** DIRECTIONS **
Rewrite each of the items below with every "indicate" changed to "mark" and nothing else altered. Leave the pictures out of your answer.

Start of MATERIAL FOR THIS EXERCISE

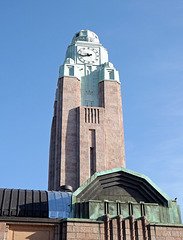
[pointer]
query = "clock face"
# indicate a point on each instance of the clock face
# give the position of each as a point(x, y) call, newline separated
point(88, 55)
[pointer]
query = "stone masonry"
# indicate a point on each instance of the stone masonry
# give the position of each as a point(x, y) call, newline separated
point(76, 130)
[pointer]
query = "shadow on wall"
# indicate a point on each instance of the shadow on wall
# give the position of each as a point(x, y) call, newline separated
point(71, 149)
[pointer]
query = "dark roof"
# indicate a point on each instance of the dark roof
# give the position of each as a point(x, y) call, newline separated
point(23, 203)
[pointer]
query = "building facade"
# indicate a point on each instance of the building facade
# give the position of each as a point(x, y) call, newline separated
point(87, 126)
point(109, 202)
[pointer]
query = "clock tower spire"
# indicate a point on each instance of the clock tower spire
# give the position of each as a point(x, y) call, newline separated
point(87, 126)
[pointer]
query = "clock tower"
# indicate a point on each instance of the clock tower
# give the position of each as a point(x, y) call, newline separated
point(87, 126)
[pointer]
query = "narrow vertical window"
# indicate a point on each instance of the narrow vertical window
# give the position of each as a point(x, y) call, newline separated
point(91, 161)
point(85, 115)
point(92, 151)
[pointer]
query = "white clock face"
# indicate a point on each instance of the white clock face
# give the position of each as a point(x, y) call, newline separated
point(88, 55)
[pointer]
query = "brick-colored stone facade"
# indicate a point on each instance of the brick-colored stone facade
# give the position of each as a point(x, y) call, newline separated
point(120, 229)
point(80, 133)
point(81, 229)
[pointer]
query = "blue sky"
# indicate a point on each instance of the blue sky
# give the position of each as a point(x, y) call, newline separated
point(145, 43)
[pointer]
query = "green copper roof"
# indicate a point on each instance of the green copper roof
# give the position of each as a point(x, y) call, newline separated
point(154, 188)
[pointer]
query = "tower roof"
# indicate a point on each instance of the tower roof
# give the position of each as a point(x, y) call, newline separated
point(85, 35)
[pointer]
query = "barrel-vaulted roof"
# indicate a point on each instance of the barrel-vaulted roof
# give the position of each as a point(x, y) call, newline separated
point(123, 185)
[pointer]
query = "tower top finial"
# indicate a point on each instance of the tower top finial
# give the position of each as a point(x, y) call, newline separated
point(85, 35)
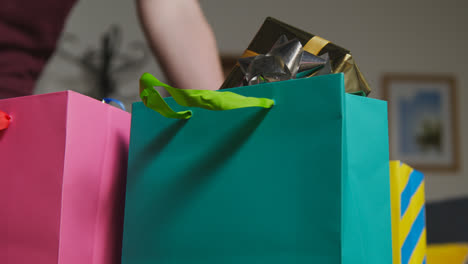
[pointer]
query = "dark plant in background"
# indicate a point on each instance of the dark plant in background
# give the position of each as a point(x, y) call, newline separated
point(107, 64)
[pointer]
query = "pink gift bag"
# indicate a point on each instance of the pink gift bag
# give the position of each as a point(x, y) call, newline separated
point(63, 159)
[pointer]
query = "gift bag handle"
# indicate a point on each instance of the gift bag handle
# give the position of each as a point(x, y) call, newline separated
point(207, 99)
point(5, 120)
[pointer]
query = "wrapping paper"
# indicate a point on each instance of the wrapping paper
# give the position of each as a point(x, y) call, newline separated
point(408, 214)
point(341, 59)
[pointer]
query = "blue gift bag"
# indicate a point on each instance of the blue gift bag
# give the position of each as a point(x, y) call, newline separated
point(306, 181)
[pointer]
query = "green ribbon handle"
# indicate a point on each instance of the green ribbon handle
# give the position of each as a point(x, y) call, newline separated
point(207, 99)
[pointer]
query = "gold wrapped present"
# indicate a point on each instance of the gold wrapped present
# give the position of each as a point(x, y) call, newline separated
point(340, 58)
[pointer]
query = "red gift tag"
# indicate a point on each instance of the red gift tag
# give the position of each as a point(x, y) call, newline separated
point(5, 120)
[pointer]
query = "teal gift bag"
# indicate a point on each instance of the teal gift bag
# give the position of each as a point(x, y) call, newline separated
point(306, 181)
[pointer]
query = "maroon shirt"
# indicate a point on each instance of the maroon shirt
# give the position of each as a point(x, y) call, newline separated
point(29, 30)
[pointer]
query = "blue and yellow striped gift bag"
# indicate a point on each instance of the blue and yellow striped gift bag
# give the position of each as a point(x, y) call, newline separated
point(408, 214)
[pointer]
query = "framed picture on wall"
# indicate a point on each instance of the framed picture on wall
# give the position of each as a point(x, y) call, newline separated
point(423, 126)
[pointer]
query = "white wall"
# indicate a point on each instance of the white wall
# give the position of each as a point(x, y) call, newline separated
point(392, 36)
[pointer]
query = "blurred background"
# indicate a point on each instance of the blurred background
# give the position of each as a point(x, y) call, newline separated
point(385, 37)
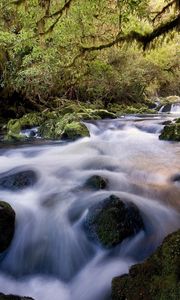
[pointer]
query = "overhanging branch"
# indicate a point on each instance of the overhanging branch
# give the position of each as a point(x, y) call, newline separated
point(144, 39)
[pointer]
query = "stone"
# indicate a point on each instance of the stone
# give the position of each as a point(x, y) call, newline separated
point(16, 180)
point(157, 278)
point(171, 132)
point(7, 225)
point(111, 221)
point(96, 182)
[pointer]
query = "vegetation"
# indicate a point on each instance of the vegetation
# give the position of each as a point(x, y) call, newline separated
point(157, 278)
point(86, 50)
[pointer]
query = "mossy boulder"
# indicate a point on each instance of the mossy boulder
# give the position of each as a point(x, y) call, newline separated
point(66, 121)
point(75, 130)
point(7, 225)
point(112, 220)
point(15, 126)
point(68, 126)
point(171, 132)
point(158, 278)
point(13, 297)
point(15, 180)
point(96, 182)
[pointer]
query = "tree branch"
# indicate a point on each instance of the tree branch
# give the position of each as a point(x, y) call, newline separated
point(160, 13)
point(144, 39)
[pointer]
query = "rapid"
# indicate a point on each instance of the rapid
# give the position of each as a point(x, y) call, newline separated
point(51, 257)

End of MATERIAL FOR THIS EXERCISE

** RESPONSE TO THE TASK **
[pointer]
query = "clock face"
# mark a point on each instance of the clock face
# give the position of each as a point(x, y) call, newline separated
point(88, 55)
[pointer]
query = "stone masonry"
# mark a point on each instance of the stone masonry
# give the position of each as a point(x, y) call, newline separated
point(76, 130)
[pointer]
query = "shadow on wall"
# mark a point on each instance of the shadow on wall
# give the position of each as a point(x, y) call, newline separated
point(71, 149)
[pointer]
query = "dark roof"
# mark a point on each instance of the dark roof
# give the position of each as a point(x, y) call, newline separated
point(23, 203)
[pointer]
query = "building facade"
# mark a point on each instance of the building facade
# give the position of each as a point(x, y) call, newline separated
point(87, 126)
point(109, 202)
[pointer]
query = "clock tower spire"
# mark a point on each instance of the clock tower spire
# give the position of each as a point(x, y) call, newline separated
point(87, 126)
[pointer]
query = "clock tower"
# mark a point on each instance of the clock tower
# give the position of each as a point(x, y) call, newline separated
point(87, 126)
[pointer]
query = "narrow vertical window"
# mark a point on each instance of the narrow vertical window
# give the position of each as a point(x, y) call, newline separated
point(91, 161)
point(85, 115)
point(92, 151)
[pointer]
query = "white clock face"
# mark a point on each instance of the white clock face
# give the position of each as a point(x, y) call, newline separated
point(88, 55)
[pointer]
query = "brick-colored stone facade"
# mark a point on each instance of the brick-colored stone facade
# give the position of each as a point(x, y) call, newline separated
point(120, 229)
point(80, 133)
point(81, 229)
[pointer]
query = "blue sky"
# mark a point on each instance of the blue sky
# give the position of each as a point(x, y) call, newline separated
point(145, 43)
[pointer]
query = "green copper roof"
# mark a point on each instance of the green copper roof
# give the position of each as a point(x, y) call, newline separated
point(154, 188)
[pointer]
query = "tower roof"
# mark a point on each instance of the tower roof
# give the position of each as a point(x, y) call, newline separated
point(85, 35)
[pointer]
query = "barrel-vaulted roof"
# mark a point on each instance of the barrel-vaulted roof
# give the position of each as a point(x, y) call, newline separated
point(123, 185)
[pointer]
query = "tower top finial"
# mark a point on each instance of the tower top finial
# give the position of each as a point(x, y) call, newline separated
point(85, 35)
[pointer]
query = "dark plant in background"
# mark a point on each instance of the dark plant in background
# give the position of each as a point(x, y) call, newline separated
point(107, 64)
[pointer]
query = "pink gift bag"
# mark a point on each instance of the pink gift bag
# give the position of each as a point(x, y) call, newline separated
point(63, 159)
[pointer]
query = "gift bag handle"
# mark a point on each instance of the gift bag handle
# give the position of each as a point(x, y) call, newline separated
point(207, 99)
point(5, 120)
[pointer]
query = "wrapping paper"
# mark a point on each instance of the wrapping paper
# give the position of each as a point(x, y) call, newline separated
point(408, 214)
point(341, 59)
[pointer]
query = "blue gift bag"
# mark a point on each instance of the blue gift bag
# give the position of each as a point(x, y) call, newline separated
point(306, 181)
[pointer]
query = "green ribbon handle"
# mark a point on each instance of the green ribbon handle
# give the position of each as a point(x, y) call, newline separated
point(207, 99)
[pointer]
query = "gold wrapped present"
# mark a point on each instance of the gold wrapped present
# give the position of each as a point(x, y) call, newline separated
point(340, 58)
[pointer]
query = "red gift tag"
# mark a point on each instance of the red gift tag
# give the position of each as a point(x, y) call, newline separated
point(5, 120)
[pointer]
query = "teal gift bag"
# mark a point on each instance of the teal gift bag
# give the position of each as a point(x, y) call, newline separated
point(306, 181)
[pointer]
query = "maroon shirt"
# mark a point on each instance of the maroon shirt
# give the position of each as a point(x, y) call, newline separated
point(29, 30)
[pointer]
query = "blue and yellow striped gift bag"
# mark a point on each instance of the blue and yellow striped gift bag
# give the position of each as a point(x, y) call, newline separated
point(408, 214)
[pointer]
query = "framed picture on wall"
# mark a point on each instance of the framed picture on wall
# give the position of each as a point(x, y) call, newline separated
point(423, 126)
[pointer]
query = "white wall"
# mark a point on each instance of the white wall
# give the position of each as a point(x, y) call, newline separated
point(392, 36)
[pointer]
query = "blurred background"
# mark a point on each instance of the blurred background
# give the position of each as a point(x, y) call, newline separated
point(385, 37)
[pointer]
query = "overhanging branch"
# mark a point on each instance of the overhanging branch
# give the position of each as a point(x, y) call, newline separated
point(144, 39)
[pointer]
query = "stone"
# mark a point on each instance of the stone
# give the position of each as a point(x, y) call, newline separated
point(16, 180)
point(157, 278)
point(171, 132)
point(7, 225)
point(111, 221)
point(96, 182)
[pointer]
query = "vegetation"
# mark a point on each instance of the vegetation
# give the position of each as a point(x, y) call, newline separated
point(157, 278)
point(86, 50)
[pointer]
query = "mossy boulder"
# mark a point on each instance of the mossy boulder
# give the position of each as a point(x, y) call, newline separated
point(66, 121)
point(75, 130)
point(7, 225)
point(112, 220)
point(15, 126)
point(68, 126)
point(171, 132)
point(158, 278)
point(13, 297)
point(15, 180)
point(96, 182)
[pointer]
query = "tree branch"
# mark a point on each instance of the tree branch
# give the position of each as a point(x, y) call, newline separated
point(160, 13)
point(144, 39)
[pointer]
query = "rapid"
# mark a point on each instance of the rapid
# give the position of each as a point(x, y) call, newline separated
point(51, 257)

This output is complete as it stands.